Task inputs –
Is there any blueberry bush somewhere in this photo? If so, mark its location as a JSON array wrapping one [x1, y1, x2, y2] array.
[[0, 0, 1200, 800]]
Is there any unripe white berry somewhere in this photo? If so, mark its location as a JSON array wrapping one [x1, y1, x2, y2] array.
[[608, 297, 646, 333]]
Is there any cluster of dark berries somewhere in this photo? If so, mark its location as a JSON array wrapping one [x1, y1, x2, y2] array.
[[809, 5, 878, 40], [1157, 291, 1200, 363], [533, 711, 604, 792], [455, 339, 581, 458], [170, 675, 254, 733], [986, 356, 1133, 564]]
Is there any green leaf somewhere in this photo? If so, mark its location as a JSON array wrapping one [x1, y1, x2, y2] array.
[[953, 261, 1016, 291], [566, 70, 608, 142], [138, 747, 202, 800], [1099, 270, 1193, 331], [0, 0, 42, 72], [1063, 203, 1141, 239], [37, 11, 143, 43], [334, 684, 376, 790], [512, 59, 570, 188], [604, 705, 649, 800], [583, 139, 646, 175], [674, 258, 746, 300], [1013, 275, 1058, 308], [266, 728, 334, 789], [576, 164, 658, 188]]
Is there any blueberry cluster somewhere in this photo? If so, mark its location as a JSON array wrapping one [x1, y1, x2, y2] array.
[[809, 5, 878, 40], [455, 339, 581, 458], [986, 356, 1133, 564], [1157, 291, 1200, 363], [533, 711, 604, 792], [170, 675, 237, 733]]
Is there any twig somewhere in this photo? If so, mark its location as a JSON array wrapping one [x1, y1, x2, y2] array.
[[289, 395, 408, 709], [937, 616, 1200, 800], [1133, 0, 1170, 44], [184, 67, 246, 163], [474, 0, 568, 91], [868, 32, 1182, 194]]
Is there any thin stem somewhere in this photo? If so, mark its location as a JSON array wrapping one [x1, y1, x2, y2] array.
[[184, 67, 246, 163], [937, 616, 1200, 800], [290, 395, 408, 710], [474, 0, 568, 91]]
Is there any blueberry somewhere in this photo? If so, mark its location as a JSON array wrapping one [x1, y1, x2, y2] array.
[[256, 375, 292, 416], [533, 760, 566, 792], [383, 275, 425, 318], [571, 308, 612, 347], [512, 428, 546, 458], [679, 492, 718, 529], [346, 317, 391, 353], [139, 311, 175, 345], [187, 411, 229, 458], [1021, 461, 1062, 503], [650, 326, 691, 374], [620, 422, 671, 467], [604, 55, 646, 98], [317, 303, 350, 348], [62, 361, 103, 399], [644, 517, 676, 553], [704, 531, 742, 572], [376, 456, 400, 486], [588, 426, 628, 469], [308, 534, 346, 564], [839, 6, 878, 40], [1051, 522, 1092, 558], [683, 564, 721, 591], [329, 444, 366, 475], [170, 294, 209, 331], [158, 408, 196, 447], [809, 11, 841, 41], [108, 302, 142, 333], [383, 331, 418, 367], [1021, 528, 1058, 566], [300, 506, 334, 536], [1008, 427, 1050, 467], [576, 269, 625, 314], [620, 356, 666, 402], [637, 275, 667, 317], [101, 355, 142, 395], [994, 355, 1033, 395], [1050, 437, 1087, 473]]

To do –
Copy the whole listing above line for line, changing nothing.

Result of this exercise –
Is there any blueberry bush somewhere in this photo? If so, mark its location as a JSON array wrapping one [x1, y1, x2, y2] array.
[[0, 0, 1200, 800]]
Is there any unripe white berry somewhere in this photo? If so, mark its location as a JSON array wrapping one [x1, y1, x2, y2] array.
[[608, 297, 646, 333]]
Is there any cluster of dark berries somewhere in this photo? If so, mark its location as a JSON array wrapping one [x1, y1, x2, y2] array.
[[809, 5, 878, 40], [1157, 291, 1200, 363], [533, 711, 604, 792], [455, 339, 581, 458], [170, 675, 254, 733], [986, 356, 1133, 564]]
Is there any green leaf somewhere in this photo? If so, mark its location as a JSON array wrapping one [x1, y1, x2, y2] array.
[[953, 261, 1016, 291], [566, 70, 608, 142], [138, 747, 202, 800], [1099, 270, 1193, 331], [0, 0, 42, 72], [1063, 203, 1141, 239], [37, 11, 143, 43], [334, 684, 376, 790], [512, 59, 570, 188], [604, 705, 649, 800], [583, 139, 646, 175], [674, 258, 746, 300], [1013, 275, 1058, 308], [266, 728, 334, 789], [576, 164, 658, 188]]
Is there any blueberry cluster somewhere in this photo? If so, mark its location as a JSON array wrapping one [x1, y1, x2, y2] array.
[[809, 5, 878, 40], [455, 339, 581, 458], [986, 356, 1133, 564], [1157, 291, 1200, 363], [533, 711, 604, 792], [170, 675, 237, 733]]
Is there any twig somewhere in this photo? If so, mark its location as a JSON array wrapping one [x1, y1, x2, y2] array.
[[289, 395, 408, 709], [937, 616, 1200, 800], [1133, 0, 1170, 44], [184, 67, 246, 163], [474, 0, 568, 91], [868, 32, 1182, 194]]
Is there any thin stem somewhere in this photo? If so, mark its location as a JSON array wrapping one [x1, y1, x2, y2] array.
[[184, 67, 246, 163], [937, 616, 1200, 800], [290, 395, 408, 710], [474, 0, 568, 91]]
Is there any blueberry somewhere in this photo? If so, mark its location as a JSON array wrapping one [x1, y1, x2, y2] array.
[[256, 375, 292, 416], [533, 760, 566, 792], [383, 275, 425, 318], [571, 308, 612, 347], [512, 428, 546, 458], [679, 492, 718, 529], [346, 317, 391, 353], [139, 311, 175, 345], [187, 411, 229, 458], [1021, 461, 1062, 503], [650, 326, 691, 374], [620, 422, 671, 467], [604, 55, 646, 98], [317, 303, 350, 348], [62, 361, 103, 399], [644, 517, 676, 553], [704, 531, 742, 572], [376, 456, 400, 486], [588, 426, 628, 469], [308, 534, 346, 564], [839, 6, 878, 40], [1051, 522, 1092, 558], [683, 564, 721, 591], [329, 444, 366, 475], [170, 294, 209, 331], [158, 408, 196, 447], [809, 11, 841, 41], [108, 302, 142, 333], [383, 331, 418, 367], [1021, 528, 1058, 566], [300, 506, 334, 536], [1008, 427, 1050, 467], [576, 269, 625, 314], [620, 356, 666, 402], [637, 275, 667, 317], [101, 355, 142, 395], [994, 355, 1033, 395], [1050, 437, 1087, 473]]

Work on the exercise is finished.